*Exercise instructions*
Echo back, word for word, only the lines of the material from the one containing "Return one point per instance of the white" through the one containing "Return one point per instance of the burning", including both.

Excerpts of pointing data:
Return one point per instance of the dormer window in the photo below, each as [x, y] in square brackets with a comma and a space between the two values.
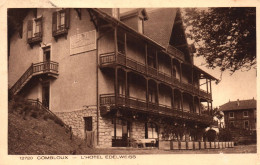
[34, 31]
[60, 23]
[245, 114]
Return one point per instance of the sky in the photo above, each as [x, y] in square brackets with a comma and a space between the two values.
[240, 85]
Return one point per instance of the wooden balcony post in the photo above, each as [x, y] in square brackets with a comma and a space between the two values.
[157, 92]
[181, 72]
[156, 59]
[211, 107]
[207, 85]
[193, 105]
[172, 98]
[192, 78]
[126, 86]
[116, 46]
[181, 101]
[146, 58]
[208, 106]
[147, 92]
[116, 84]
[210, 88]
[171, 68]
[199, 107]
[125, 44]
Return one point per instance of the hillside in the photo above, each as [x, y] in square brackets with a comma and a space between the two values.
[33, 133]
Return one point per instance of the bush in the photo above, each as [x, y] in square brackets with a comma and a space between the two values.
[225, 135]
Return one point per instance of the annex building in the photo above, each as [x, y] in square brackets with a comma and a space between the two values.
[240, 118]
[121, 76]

---

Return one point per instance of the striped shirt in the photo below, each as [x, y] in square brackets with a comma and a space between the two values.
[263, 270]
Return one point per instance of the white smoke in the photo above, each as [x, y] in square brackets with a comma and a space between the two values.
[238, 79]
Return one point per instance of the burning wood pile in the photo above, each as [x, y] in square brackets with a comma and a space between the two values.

*Response to this task*
Return one point per instance of the white smoke in the photo above, each as [x, y] in square brackets with a comma and a space between the two values.
[238, 79]
Return one point per instance of the burning wood pile in the photo above, each as [x, y] in square brackets with a comma and a space between the two values.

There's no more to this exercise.